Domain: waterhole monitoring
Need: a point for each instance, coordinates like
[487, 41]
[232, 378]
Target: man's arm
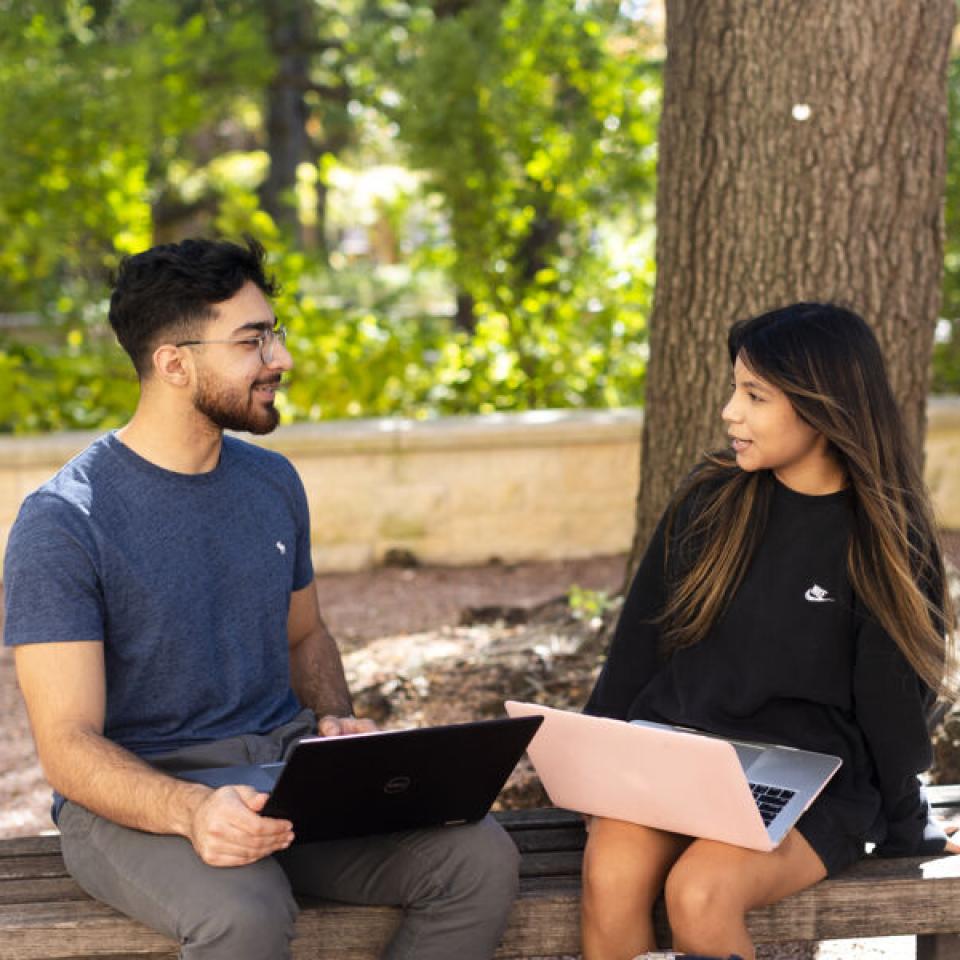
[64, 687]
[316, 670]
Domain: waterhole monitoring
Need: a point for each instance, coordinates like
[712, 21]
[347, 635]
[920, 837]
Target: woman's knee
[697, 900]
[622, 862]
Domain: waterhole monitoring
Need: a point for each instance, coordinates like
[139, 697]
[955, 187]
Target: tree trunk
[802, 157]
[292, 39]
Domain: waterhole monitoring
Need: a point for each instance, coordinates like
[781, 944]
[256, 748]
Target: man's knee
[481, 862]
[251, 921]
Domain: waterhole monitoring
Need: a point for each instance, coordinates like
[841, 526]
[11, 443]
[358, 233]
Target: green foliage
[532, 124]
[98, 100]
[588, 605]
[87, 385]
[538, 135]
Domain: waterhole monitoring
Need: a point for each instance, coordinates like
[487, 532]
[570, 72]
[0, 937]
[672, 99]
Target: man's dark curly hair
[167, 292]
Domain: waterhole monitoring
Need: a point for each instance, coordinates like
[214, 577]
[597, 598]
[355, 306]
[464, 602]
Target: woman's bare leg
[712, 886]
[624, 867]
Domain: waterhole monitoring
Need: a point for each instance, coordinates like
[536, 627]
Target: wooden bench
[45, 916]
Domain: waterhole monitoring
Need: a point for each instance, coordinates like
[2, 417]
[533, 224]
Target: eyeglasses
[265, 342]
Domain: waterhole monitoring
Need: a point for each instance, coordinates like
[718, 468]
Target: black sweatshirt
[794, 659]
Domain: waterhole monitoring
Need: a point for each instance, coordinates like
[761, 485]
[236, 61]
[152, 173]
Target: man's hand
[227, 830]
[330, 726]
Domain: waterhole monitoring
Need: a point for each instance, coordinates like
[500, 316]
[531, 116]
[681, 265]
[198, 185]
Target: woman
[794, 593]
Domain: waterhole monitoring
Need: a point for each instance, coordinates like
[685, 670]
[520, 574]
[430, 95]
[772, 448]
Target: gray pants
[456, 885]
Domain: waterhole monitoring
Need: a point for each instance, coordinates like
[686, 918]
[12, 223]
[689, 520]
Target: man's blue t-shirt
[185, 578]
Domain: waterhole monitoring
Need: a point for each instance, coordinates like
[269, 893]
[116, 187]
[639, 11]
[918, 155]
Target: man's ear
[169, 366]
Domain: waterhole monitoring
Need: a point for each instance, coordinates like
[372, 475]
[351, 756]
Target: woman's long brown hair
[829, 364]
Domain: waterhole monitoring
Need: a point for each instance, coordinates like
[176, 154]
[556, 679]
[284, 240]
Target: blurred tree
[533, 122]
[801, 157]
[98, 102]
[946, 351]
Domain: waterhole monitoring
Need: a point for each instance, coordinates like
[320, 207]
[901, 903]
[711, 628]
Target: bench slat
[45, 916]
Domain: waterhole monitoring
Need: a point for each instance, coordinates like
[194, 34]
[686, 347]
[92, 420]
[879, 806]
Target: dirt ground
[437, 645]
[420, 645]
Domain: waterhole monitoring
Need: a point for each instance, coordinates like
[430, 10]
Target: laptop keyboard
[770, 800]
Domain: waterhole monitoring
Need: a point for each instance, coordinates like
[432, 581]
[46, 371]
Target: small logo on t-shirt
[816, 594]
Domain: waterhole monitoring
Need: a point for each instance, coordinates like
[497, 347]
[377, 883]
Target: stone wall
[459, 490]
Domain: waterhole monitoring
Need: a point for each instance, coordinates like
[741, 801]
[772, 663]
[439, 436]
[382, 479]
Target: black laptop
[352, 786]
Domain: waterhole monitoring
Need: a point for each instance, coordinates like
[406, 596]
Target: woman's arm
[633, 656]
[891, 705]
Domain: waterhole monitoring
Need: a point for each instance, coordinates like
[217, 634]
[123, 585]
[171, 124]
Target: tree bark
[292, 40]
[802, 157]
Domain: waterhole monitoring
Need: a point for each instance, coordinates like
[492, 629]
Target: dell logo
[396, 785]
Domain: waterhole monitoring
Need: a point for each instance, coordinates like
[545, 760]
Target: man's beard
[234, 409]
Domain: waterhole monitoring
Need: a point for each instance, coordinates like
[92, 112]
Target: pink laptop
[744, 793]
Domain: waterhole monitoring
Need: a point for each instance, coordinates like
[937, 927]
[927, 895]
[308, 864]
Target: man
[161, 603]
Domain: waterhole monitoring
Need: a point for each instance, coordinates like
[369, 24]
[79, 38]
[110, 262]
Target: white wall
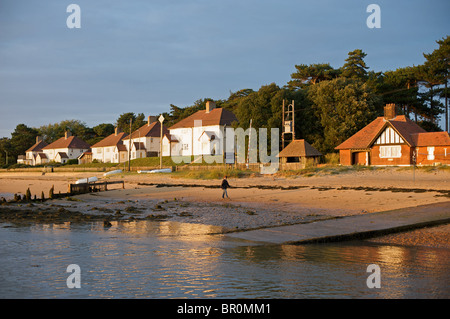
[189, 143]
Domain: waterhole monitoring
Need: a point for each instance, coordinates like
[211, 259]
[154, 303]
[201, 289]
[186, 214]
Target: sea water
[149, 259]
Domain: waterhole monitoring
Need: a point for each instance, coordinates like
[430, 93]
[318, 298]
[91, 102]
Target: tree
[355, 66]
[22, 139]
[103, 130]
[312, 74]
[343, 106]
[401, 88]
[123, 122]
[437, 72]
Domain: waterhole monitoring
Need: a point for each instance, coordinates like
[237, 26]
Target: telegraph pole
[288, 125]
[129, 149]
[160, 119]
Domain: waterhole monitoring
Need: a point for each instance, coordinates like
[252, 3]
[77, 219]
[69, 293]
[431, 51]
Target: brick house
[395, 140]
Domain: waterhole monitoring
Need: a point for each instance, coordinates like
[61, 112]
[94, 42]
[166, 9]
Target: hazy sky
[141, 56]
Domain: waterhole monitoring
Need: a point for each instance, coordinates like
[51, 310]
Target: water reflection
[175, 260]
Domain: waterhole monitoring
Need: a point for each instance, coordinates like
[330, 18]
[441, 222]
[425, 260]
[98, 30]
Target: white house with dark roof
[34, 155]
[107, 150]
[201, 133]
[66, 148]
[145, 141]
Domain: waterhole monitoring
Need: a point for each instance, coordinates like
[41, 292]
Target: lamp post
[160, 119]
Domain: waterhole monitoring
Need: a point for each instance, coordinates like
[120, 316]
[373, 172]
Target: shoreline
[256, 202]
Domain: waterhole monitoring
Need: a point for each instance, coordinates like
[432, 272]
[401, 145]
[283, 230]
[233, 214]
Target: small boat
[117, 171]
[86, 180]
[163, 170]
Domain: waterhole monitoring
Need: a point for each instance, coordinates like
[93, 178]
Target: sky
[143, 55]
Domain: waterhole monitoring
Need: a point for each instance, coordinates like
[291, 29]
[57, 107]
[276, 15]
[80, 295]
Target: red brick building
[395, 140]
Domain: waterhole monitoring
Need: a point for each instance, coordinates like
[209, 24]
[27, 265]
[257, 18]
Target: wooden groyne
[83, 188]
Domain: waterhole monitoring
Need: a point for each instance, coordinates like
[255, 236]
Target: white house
########################################
▶ _To do_: What is needed is an exact repetition of every entry, without the pictures.

▶ _Solution to the problem_:
Domain: waterhole monitoring
Need: a point for each instance, coordinates like
[487, 41]
[232, 378]
Target: man's arm
[64, 687]
[316, 670]
Domain: waterhole monitoring
Need: a point for each instance, coordinates like
[712, 21]
[347, 635]
[920, 837]
Target: woman's knee
[697, 900]
[622, 862]
Domain: waterhole monitoring
Need: a point for each instance, coordinates like
[139, 697]
[955, 187]
Target: tree trunk
[802, 157]
[292, 39]
Domain: waterhole monitoring
Need: a point for each instance, coordinates like
[781, 944]
[256, 748]
Target: man's knee
[481, 862]
[251, 921]
Domain: waterhole monitoring
Need: a point for each instance, coordinates like
[841, 526]
[11, 443]
[358, 233]
Target: green foliage
[532, 124]
[98, 100]
[588, 605]
[87, 385]
[538, 135]
Domain: waterhole monitoring
Need: a point for each instance, coordinates like
[487, 532]
[570, 72]
[0, 937]
[672, 99]
Target: man's dark curly hair
[167, 292]
Domain: waterhole monitoring
Need: a point for each instance, coordinates like
[214, 577]
[597, 598]
[355, 306]
[464, 602]
Target: woman's bare leg
[712, 886]
[624, 867]
Domain: waterhole monitoring
Need: a point for each instance, coordinates like
[536, 627]
Target: wooden bench
[45, 916]
Domain: waterhole monitoring
Need: a point for each instance, coordinates like
[2, 417]
[533, 224]
Target: eyeglasses
[265, 342]
Domain: waterhole monitoring
Need: a point for each instance, coordinates like
[718, 468]
Target: black sweatshirt
[794, 659]
Domain: waterhole monitoring
Need: a point for each instance, coordinates like
[761, 485]
[236, 61]
[152, 173]
Target: man's hand
[227, 830]
[330, 726]
Domain: waterhole monitoring
Need: a point for each instance, coordinates like
[500, 316]
[531, 116]
[681, 265]
[198, 185]
Target: woman
[794, 593]
Domain: waterhole monitoring
Need: a point for each instance, coordinates like
[685, 670]
[520, 574]
[430, 95]
[772, 448]
Target: gray pants
[456, 885]
Domain: waterhole monitoring
Need: a point for each instance, coordinates like
[686, 918]
[12, 223]
[689, 520]
Target: man's blue t-shirt
[185, 578]
Domain: waterhole monitoring
Need: a point for each instance, coordinates like
[269, 893]
[116, 187]
[639, 11]
[918, 155]
Target: man's ear
[169, 366]
Domain: waterhole monitoring
Need: a point for each instance, coordinates like
[372, 475]
[351, 756]
Target: woman's long brown hair
[829, 364]
Domain: waterhole monitoring
Need: a point for each instance, coordinates like
[176, 154]
[556, 679]
[284, 240]
Target: blurred tree
[533, 122]
[801, 157]
[98, 102]
[946, 351]
Domain: waterhole monitoring
Need: a point for each instance, coordinates like
[320, 207]
[901, 903]
[711, 628]
Target: bench slat
[45, 916]
Domain: waterhole monitoring
Need: a point for each instance, coordinates like
[194, 34]
[686, 347]
[92, 420]
[879, 806]
Target: dirt ground
[437, 645]
[420, 645]
Domain: waterhole monitoring
Need: a point for each instance, coordinates like
[430, 10]
Target: laptop keyboard
[770, 800]
Domain: waterhole monitoring
Need: a point for each instance, coordinates like
[432, 581]
[46, 371]
Target: small logo on t-shirt
[816, 594]
Domain: waterhole monitoring
Need: a point for each instance, coordinates like
[497, 347]
[377, 883]
Target: stone wall
[459, 490]
Domain: waterhole monitoring
Need: a point for each instance, coordinates like
[741, 801]
[772, 663]
[439, 436]
[382, 479]
Target: black laptop
[352, 786]
Domain: waterhole monitoring
Need: a point for each instance, coordinates like
[406, 596]
Target: woman's arm
[633, 656]
[891, 705]
Domain: waterhole monitoring
Need: a point for each instance, coordinates like
[217, 634]
[123, 585]
[171, 124]
Target: tree bark
[292, 40]
[802, 157]
Domain: waterhole monitoring
Need: a point for each instance, coordinates like
[492, 629]
Target: dell logo
[396, 785]
Domain: waterhole monitoring
Need: a point for each instance, coordinates like
[545, 760]
Target: man's beard
[234, 409]
Domain: waterhole monitoring
Need: a point for each instance, coordinates like
[92, 112]
Target: pink laptop
[744, 793]
Domain: waterhole monitoring
Need: a point for each instance, coordinates like
[937, 927]
[927, 895]
[308, 864]
Target: man
[161, 603]
Domain: waterhole monitoring
Need: a point for each instance, coordinates like
[369, 24]
[79, 38]
[110, 262]
Target: white wall
[189, 143]
Domain: waterhole monitoring
Need: a point for each instance, coordinates like
[211, 259]
[154, 303]
[201, 289]
[186, 214]
Target: sea water
[149, 259]
Domain: waterhole monitoring
Need: a point for each instance, coordinates like
[430, 93]
[318, 298]
[91, 102]
Target: tree
[355, 66]
[22, 139]
[103, 130]
[312, 74]
[343, 106]
[401, 88]
[123, 122]
[437, 72]
Domain: waterhole monitoring
Need: a point for each instance, coordinates like
[237, 26]
Target: telegraph pole
[288, 125]
[129, 149]
[160, 119]
Domain: waterhole monitoring
Need: a point for each instance, coordinates like
[252, 3]
[77, 219]
[69, 293]
[431, 51]
Target: brick house
[395, 140]
Domain: waterhole monitoring
Need: a point for each instance, coordinates like
[61, 112]
[94, 42]
[166, 9]
Target: hazy sky
[141, 56]
Domain: waterhole monitoring
Need: a point for each instance, coordinates like
[51, 310]
Target: water reflection
[175, 260]
Domain: waterhole monitoring
Need: a point for each instance, coordinates like
[330, 18]
[441, 222]
[425, 260]
[98, 30]
Target: white house with dark roof
[34, 155]
[107, 150]
[201, 133]
[66, 148]
[145, 141]
Domain: waterhole monitoring
Need: a point for each instance, coordinates like
[41, 292]
Target: lamp post
[160, 119]
Domain: waterhole monitoring
Need: a point for each instance, coordinates like
[120, 316]
[373, 172]
Target: shoreline
[256, 202]
Domain: waterhole monitoring
Need: a point for each instance, coordinates like
[432, 272]
[401, 145]
[283, 230]
[233, 214]
Target: small boat
[117, 171]
[86, 180]
[163, 170]
Domain: waterhole monitoring
Need: a point for each instance, coordinates like
[93, 178]
Target: sky
[143, 55]
Domain: waterhole monitoring
Need: a point for each instance, coordinates like
[291, 29]
[57, 107]
[276, 15]
[80, 295]
Target: red brick building
[395, 140]
Domain: waterhole monitoring
Need: a point for each instance, coordinates like
[209, 24]
[27, 265]
[257, 18]
Target: wooden groyne
[83, 188]
Domain: waterhole monitoring
Need: a point for each instance, coordinates like
[255, 236]
Target: white house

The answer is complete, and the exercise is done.